# Task directions
Only the text of the entries below should be returned, exactly as given, without pictures.

(Stored dataset items)

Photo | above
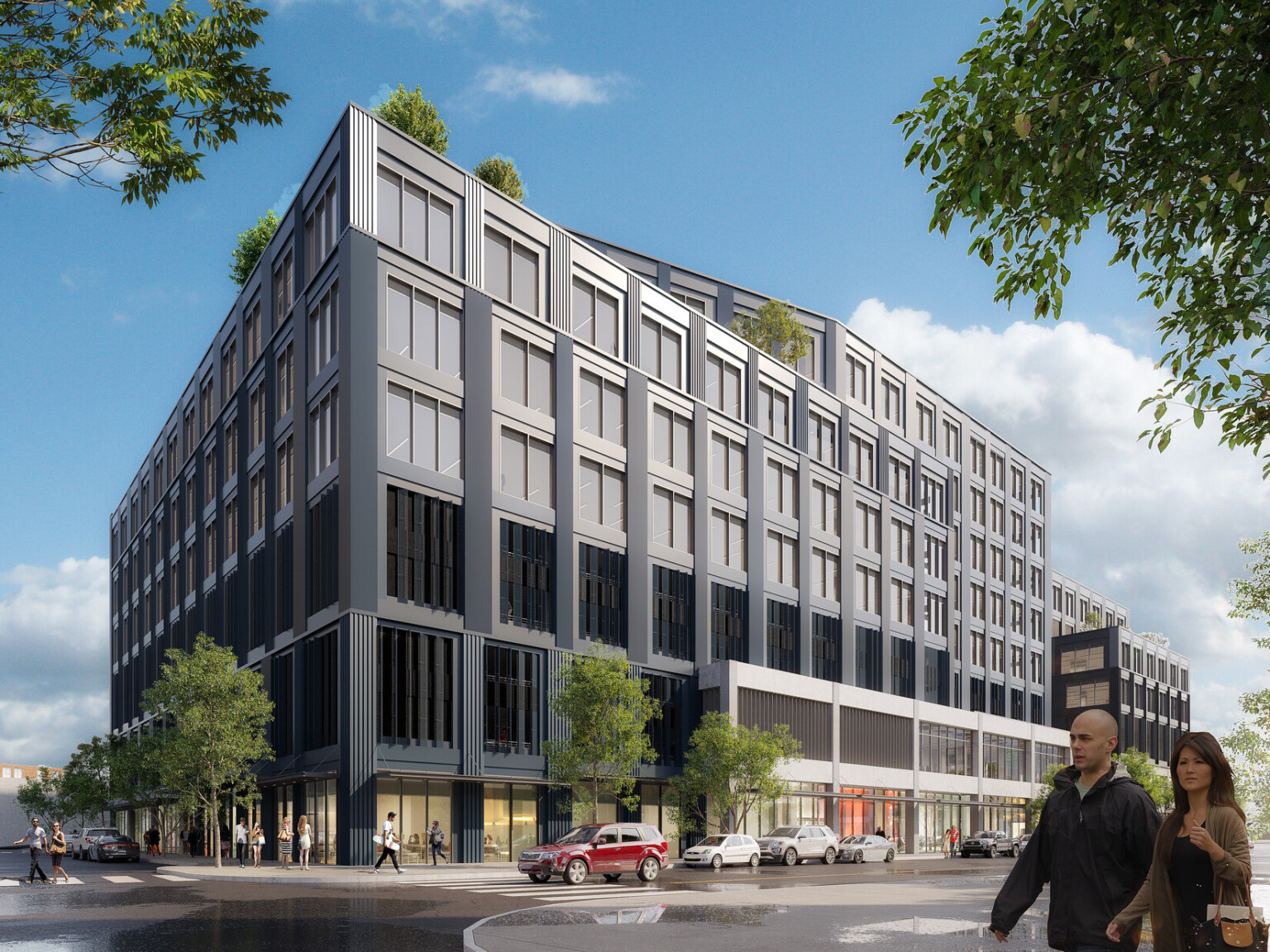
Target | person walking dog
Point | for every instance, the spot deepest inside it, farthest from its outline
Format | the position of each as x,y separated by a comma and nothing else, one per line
37,840
1092,845
1201,852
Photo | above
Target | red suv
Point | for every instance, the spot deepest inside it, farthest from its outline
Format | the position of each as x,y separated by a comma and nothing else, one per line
610,848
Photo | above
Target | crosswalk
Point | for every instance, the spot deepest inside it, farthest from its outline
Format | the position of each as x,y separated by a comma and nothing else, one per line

# Expected output
Photo | above
Target | person walking dog
Point | for every instance, the spot deepest inside it, farthest from its outline
Format | the position of each as x,y separated by a comma and nothing else, one per line
37,840
1092,845
1201,852
Photo | above
Target | red suv
Point | for every instance, the spot deepest inside it, farthest from its outline
Format | the position of each as x,y separated by a comma and nothing else, one per line
610,848
Photo | above
Target | crosswalk
Point | for every instance, the spot deepest inside it, farthest from its outline
Format | the position of each as x,y separated by a comma and nothing else, one per line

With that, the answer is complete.